Major-General John Bryan Churcher  (9 September 1905 – 2 August 1997) was a senior British Army officer who, during the Second World War, commanded the 159th Infantry Brigade during the campaign in Northwest Europe and later commanded the 3rd Infantry Division.

Military career
Churcher was born on 9 September 1905 and entered the  Royal Military College, Sandhurst, from where he was commissioned as a second lieutenant into the Duke of Cornwall's Light Infantry, a light infantry regiment of the British Army, in 1925.

He fought in the Second World War as Commanding Officer (CO) of the 1st Battalion, Herefordshire Regiment and then as commander of the 159th Infantry Brigade, serving in North-West Europe as part of the 11th Armoured Division.

After the Second World War he became General Officer Commanding (GOC) 43rd (Wessex) Infantry Division in March 1946, GOC 50th (Northumbrian) Infantry Division and Northumbrian District in August 1946, and GOC 2nd Infantry Division in the Far East in October 1946. He then became GOC 3rd Infantry Division in Palestine in December 1946 and GOC 5th Infantry Division in April 1947–in this role he had orders to disband it.

**Set tasks**:
1. Based on the Churcher biography, does each statement agree with it? Answer yes or no for each, and quote the words that decide it. (a) Churcher was commissioned into the Duke of Cornwall's Light Infantry in 1925. (b) He led the 159th Infantry Brigade as part of the 3rd Infantry Division. (c) He became GOC 5th Infantry Division in December 1946.
2. Carry on the Churcher biography from the point where it ends.

**Named object pointing rows**:
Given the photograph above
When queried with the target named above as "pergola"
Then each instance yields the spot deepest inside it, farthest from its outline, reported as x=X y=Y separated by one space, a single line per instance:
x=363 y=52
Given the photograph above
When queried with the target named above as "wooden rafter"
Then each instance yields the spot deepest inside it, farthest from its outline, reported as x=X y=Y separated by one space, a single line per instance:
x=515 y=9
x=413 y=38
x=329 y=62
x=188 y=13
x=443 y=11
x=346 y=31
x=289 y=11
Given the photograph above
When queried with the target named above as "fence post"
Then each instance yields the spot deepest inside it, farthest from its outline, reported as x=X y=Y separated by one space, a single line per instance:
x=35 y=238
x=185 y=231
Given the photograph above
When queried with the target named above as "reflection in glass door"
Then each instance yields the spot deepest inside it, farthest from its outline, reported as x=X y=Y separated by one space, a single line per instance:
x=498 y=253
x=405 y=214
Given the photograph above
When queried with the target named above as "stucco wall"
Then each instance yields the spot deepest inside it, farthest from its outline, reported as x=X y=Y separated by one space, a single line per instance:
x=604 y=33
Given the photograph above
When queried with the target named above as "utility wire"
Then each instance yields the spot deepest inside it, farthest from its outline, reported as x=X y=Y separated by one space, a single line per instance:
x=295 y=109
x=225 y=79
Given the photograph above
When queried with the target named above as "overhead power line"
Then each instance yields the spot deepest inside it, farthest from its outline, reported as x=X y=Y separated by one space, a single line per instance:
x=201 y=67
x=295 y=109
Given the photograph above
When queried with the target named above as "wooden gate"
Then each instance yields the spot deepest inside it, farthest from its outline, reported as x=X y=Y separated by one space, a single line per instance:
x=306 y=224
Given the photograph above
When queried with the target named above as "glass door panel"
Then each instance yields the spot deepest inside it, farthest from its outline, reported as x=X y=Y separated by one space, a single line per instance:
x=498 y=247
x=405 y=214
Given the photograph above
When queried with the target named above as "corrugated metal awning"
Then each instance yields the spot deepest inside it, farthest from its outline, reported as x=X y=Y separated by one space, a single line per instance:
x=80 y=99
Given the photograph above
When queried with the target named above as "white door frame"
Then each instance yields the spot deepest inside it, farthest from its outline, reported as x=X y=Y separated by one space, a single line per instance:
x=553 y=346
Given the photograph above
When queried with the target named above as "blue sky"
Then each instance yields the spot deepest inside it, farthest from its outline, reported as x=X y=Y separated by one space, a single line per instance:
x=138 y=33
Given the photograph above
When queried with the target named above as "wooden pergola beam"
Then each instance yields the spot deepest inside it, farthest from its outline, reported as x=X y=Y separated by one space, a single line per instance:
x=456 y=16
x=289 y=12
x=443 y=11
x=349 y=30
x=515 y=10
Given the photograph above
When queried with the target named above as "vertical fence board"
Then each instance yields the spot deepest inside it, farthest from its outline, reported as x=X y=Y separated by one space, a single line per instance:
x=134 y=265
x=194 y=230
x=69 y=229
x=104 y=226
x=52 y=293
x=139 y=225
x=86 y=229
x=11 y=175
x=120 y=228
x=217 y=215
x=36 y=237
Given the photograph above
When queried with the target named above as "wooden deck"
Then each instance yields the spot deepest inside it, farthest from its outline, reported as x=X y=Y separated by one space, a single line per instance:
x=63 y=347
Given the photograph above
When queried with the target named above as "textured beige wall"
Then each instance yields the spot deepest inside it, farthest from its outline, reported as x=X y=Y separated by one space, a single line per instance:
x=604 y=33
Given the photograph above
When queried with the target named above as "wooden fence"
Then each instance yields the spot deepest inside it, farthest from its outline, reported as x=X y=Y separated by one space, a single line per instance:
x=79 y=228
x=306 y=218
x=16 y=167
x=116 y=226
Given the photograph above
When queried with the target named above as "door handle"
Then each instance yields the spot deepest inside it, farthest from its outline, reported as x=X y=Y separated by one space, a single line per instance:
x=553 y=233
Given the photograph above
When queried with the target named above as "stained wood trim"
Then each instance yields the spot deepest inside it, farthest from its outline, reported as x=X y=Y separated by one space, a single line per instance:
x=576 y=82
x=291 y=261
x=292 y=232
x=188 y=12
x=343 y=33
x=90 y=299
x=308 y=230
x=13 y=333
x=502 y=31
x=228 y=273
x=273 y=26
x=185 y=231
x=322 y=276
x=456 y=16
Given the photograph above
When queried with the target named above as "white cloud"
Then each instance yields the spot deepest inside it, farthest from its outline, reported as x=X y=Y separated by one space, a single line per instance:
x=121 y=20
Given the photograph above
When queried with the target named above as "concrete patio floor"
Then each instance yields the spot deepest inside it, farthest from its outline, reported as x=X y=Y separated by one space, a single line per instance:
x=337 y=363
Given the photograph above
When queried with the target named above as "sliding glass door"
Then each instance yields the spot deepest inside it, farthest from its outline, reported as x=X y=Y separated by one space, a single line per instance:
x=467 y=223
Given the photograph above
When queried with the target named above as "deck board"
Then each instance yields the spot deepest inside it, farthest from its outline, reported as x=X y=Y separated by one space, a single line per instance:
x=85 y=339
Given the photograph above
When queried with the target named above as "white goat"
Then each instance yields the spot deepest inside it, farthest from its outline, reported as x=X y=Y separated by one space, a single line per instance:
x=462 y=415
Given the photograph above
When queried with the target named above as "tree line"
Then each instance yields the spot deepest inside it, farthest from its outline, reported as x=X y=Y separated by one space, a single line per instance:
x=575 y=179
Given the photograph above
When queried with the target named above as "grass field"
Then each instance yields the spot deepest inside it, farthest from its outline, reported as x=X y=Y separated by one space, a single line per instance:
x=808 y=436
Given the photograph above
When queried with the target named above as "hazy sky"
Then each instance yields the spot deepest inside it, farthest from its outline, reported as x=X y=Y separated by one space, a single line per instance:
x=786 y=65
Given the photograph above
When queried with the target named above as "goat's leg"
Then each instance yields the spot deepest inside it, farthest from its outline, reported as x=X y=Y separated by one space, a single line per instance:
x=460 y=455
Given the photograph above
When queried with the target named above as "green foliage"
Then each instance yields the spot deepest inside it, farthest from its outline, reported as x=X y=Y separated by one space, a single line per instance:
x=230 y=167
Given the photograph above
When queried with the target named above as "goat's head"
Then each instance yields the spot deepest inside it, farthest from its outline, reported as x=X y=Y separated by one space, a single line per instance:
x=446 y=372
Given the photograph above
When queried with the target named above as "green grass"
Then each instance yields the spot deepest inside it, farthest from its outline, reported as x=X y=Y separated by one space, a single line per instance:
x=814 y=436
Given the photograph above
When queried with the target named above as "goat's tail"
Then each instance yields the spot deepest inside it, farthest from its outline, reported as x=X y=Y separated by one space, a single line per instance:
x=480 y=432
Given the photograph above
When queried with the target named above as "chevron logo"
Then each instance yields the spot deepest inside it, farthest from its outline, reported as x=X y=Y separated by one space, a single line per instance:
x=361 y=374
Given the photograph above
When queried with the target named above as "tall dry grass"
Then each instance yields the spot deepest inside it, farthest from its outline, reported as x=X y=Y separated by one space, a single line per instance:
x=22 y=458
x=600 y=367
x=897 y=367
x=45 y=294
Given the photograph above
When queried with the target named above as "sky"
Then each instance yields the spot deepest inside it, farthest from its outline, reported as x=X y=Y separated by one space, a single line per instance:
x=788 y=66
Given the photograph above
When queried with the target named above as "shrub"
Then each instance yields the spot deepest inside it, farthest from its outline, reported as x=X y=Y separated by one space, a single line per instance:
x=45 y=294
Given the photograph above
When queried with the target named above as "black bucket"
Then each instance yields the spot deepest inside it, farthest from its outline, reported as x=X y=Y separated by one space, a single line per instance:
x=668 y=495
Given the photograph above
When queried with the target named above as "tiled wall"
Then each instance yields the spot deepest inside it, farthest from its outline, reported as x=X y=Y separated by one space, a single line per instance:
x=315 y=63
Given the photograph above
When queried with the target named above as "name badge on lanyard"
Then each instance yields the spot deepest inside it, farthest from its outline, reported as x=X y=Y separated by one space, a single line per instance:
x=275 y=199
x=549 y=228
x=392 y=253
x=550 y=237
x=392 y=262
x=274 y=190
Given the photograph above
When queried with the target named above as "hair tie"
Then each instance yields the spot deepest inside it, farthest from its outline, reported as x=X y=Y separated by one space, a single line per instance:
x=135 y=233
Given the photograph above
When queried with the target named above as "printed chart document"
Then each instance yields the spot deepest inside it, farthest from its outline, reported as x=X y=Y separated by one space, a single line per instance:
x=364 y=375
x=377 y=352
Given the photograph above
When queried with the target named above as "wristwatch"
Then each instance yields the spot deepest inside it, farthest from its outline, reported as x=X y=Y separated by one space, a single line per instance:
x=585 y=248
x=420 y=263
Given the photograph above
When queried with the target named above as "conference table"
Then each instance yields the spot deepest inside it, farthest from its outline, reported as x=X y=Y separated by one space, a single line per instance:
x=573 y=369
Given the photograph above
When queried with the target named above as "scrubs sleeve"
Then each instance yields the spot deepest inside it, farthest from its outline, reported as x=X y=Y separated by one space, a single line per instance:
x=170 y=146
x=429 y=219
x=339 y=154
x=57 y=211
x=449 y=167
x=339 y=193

...

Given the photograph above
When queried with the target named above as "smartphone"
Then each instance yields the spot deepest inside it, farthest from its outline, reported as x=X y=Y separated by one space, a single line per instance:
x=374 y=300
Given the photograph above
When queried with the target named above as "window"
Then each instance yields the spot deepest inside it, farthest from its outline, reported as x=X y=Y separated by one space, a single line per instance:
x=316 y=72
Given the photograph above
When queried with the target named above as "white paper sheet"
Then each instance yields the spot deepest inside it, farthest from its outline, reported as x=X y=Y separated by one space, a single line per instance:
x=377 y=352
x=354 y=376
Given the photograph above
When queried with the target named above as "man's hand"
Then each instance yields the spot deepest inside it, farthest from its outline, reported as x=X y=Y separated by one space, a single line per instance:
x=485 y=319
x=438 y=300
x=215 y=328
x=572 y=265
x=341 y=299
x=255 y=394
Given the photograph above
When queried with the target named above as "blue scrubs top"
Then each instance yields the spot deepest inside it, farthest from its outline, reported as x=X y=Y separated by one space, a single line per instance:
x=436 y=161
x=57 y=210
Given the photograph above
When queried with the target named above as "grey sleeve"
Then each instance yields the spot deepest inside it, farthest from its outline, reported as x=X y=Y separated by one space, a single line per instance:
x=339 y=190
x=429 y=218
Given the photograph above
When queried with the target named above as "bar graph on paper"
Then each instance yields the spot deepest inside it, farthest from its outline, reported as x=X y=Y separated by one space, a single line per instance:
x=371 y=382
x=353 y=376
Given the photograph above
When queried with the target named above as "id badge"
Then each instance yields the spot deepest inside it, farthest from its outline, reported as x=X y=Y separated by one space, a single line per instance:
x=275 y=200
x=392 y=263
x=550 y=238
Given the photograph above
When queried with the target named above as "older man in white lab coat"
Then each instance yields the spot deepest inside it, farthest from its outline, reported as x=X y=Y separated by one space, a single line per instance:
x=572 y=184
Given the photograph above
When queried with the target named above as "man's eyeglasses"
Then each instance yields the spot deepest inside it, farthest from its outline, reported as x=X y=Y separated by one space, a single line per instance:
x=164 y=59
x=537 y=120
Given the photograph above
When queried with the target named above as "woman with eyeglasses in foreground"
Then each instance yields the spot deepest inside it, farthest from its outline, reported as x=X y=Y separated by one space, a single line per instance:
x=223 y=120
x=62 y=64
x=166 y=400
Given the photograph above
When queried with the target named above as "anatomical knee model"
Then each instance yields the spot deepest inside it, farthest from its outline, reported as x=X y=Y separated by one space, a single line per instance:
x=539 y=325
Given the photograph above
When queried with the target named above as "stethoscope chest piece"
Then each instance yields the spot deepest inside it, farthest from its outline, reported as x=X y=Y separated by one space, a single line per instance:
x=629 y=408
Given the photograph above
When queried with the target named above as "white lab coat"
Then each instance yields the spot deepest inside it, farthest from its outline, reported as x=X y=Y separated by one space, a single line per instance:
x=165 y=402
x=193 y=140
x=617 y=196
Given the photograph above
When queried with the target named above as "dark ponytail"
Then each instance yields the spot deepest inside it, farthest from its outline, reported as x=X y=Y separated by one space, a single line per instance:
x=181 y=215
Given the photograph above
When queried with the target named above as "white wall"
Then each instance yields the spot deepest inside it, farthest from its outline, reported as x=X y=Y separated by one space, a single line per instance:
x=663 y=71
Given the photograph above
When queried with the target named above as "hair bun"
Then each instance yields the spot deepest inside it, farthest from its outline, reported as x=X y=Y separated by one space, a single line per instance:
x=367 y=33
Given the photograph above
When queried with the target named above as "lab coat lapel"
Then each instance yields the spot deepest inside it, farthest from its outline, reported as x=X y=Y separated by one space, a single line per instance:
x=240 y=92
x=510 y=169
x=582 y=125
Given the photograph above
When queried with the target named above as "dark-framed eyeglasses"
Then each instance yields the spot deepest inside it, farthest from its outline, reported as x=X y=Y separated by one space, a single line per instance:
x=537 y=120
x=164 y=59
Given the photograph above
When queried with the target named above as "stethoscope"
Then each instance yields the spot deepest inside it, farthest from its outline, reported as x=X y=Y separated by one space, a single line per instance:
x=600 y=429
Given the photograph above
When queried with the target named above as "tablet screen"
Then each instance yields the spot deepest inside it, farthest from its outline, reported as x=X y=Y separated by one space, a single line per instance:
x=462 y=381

**Final answers**:
1.
(a) Yes: "commissioned as a second lieutenant into the Duke of Cornwall's Light Infantry, a light infantry regiment of the British Army, in 1925"
(b) No: "serving in North-West Europe as part of the 11th Armoured Division"
(c) No: "GOC 5th Infantry Division in April 1947"

2.
He became Chief of Staff at Southern Command in 1951–in this capacity he organised the response to the devastating Lynmouth Flood in 1952. He returned to the command of GOC 3rd Infantry Division in 1954 and became Director of Military Training at the War Office in 1957 before retiring in 1959.

He is buried at St Mary's Churchyard at Wargrave in Berkshire.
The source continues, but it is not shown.